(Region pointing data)
################

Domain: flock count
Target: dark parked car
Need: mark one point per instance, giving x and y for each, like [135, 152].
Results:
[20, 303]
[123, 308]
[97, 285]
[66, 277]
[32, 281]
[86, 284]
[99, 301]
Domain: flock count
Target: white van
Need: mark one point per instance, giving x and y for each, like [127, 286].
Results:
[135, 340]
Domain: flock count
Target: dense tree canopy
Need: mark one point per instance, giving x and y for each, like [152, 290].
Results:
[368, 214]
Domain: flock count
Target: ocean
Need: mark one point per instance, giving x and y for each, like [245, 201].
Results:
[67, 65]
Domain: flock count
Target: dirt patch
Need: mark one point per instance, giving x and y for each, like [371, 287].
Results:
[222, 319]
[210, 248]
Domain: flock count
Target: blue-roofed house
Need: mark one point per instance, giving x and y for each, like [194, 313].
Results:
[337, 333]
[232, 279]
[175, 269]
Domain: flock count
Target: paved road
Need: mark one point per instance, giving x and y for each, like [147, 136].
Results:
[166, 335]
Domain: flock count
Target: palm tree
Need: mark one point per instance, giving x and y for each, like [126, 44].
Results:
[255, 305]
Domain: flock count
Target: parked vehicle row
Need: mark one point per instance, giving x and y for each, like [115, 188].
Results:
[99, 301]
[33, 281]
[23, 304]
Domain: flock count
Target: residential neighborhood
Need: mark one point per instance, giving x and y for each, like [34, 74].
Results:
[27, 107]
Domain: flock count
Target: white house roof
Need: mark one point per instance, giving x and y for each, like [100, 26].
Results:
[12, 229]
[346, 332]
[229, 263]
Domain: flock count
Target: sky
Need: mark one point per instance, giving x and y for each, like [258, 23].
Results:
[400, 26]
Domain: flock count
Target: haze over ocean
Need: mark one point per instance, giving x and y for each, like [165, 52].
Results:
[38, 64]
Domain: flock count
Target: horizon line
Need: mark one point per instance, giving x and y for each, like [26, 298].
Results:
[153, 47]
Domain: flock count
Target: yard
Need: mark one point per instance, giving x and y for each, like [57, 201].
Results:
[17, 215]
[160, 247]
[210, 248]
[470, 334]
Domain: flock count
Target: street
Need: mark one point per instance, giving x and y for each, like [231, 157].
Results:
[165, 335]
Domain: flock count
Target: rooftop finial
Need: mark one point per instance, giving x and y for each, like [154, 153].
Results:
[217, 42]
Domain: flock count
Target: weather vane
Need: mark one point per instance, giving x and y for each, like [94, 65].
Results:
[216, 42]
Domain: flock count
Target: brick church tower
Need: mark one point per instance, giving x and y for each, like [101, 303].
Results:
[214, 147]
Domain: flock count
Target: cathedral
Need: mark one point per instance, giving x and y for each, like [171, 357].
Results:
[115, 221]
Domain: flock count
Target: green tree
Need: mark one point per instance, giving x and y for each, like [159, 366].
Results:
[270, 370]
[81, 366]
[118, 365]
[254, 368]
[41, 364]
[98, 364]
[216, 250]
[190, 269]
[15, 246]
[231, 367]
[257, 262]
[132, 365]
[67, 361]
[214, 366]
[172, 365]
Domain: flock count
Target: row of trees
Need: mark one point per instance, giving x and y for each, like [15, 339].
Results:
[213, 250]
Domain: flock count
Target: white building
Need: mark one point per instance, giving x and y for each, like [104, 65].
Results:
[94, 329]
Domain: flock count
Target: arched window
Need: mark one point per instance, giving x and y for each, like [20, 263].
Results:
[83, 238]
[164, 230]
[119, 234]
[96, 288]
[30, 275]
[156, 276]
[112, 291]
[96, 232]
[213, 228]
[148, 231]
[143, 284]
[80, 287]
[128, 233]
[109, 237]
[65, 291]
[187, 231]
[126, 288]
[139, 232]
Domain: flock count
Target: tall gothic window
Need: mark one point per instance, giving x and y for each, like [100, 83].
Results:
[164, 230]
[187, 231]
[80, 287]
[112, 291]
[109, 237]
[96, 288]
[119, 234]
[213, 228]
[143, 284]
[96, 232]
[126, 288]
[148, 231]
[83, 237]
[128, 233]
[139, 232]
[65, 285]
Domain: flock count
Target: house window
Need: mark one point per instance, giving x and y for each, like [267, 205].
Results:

################

▶ _TASK TO COMPLETE_:
Every record, start to finish: reproduce it word for word.

▶ _COMPLETED EXERCISE_:
Domain: flock count
Target: dark parked car
Need: mark one point per instance, giving x and y for each, like [135, 152].
Results:
[20, 303]
[123, 308]
[97, 285]
[66, 277]
[32, 281]
[86, 284]
[99, 301]
Domain: flock count
Target: white van
Need: mark one point per instance, giving x and y for each, like [127, 286].
Results:
[135, 340]
Domain: flock count
Target: dense tree canopy
Need: mark one point per instance, giving x and y for each, like [152, 290].
Results:
[368, 214]
Domain: flock count
Target: ocean
Need: mark one point per instance, giving x and y for each, like [245, 201].
Results:
[67, 65]
Domain: flock count
Target: dirt patch
Need: mark one point per instance, giving x and y for each, like [371, 287].
Results:
[222, 319]
[210, 248]
Domain: flock count
Target: blue-roofed house
Need: mark one point per instance, giving x and y for each, like [194, 313].
Results:
[337, 333]
[232, 279]
[175, 269]
Domain: flock count
Target: paved road
Need: mark one point per instance, giving x and y for each, like [147, 136].
Results:
[166, 335]
Domain: flock count
Target: palm tree
Need: mark one point per instance, giving x and y for each, like [126, 44].
Results:
[255, 305]
Domain: flock count
Target: parked vehicle row
Need: mark one point per instance, giving x and y for each, like [115, 188].
Results:
[99, 301]
[33, 281]
[23, 304]
Domain: flock count
Target: residential neighborhood
Need: mark one point per instance, giving x and y for each, like [34, 74].
Results:
[27, 107]
Domain: flock count
Target: white house roof
Need: mark one point per instance, giving x and y for each, like [100, 26].
Results:
[12, 229]
[346, 332]
[229, 263]
Domain: flock count
Target: sky
Need: mark one point per instance, giving x and y for each, like [258, 23].
Results:
[400, 26]
Domain: flock count
Target: haze over ocean
Need: mark one point per instance, giving x and y for each, like [165, 52].
Results:
[38, 64]
Domain: flock count
Target: horizon line
Need: mark one point per instance, giving x and y for each, like [26, 298].
Results:
[153, 47]
Domain: flock count
Target: yard
Need: mark one point per instance, giving x and y for each, like [57, 201].
Results:
[17, 215]
[160, 247]
[210, 248]
[470, 334]
Domain: flock count
Target: street
Need: mark one point per instance, giving x and y for each, like [231, 157].
Results:
[165, 335]
Domain: flock count
Target: rooftop finial
Need: mark one point per instance, giving x and y for each, like [154, 153].
Results:
[217, 42]
Domain: flock count
Target: weather vane
Need: mark one point per instance, giving x and y for each, like [94, 65].
Results:
[216, 42]
Domain: flock count
Target: brick church tower
Need: mark one point per instance, giving x and y for each, like [101, 303].
Results:
[214, 147]
Domain: flock count
Target: cathedral
Need: mark one point per instance, giving x and y for each, like [171, 357].
Results:
[115, 221]
Domain: flock count
Target: green tree
Need: mark one point per instance, giving x and y for each, like [159, 366].
Results:
[270, 370]
[81, 366]
[118, 365]
[254, 368]
[41, 364]
[98, 364]
[216, 250]
[190, 269]
[15, 246]
[231, 367]
[257, 262]
[132, 365]
[67, 361]
[214, 366]
[172, 365]
Domain: flock count
Target: row of trees
Need: mark one point per instance, giving x and y for each, like [15, 339].
Results:
[213, 250]
Domain: flock count
Target: white building
Need: mark one point per instance, giving x and y for each, like [104, 65].
Results:
[94, 329]
Domain: flock count
Target: arched window
Need: mark one point per instance, giving x and y for each, like [20, 263].
Results:
[83, 238]
[164, 230]
[119, 234]
[96, 288]
[30, 275]
[156, 276]
[112, 291]
[96, 232]
[213, 228]
[148, 231]
[143, 284]
[80, 287]
[128, 233]
[109, 237]
[65, 291]
[187, 231]
[126, 288]
[139, 232]
Domain: flock count
Target: tall gothic window
Need: mark one point per instance, giving x and y for each, like [100, 83].
Results:
[164, 230]
[187, 231]
[80, 287]
[112, 291]
[109, 237]
[96, 288]
[119, 234]
[213, 228]
[143, 284]
[96, 232]
[126, 288]
[148, 231]
[83, 237]
[128, 233]
[139, 232]
[65, 285]
Domain: flock count
Target: house window
Need: mark one point per instance, giving x and y for each, like [267, 205].
Results:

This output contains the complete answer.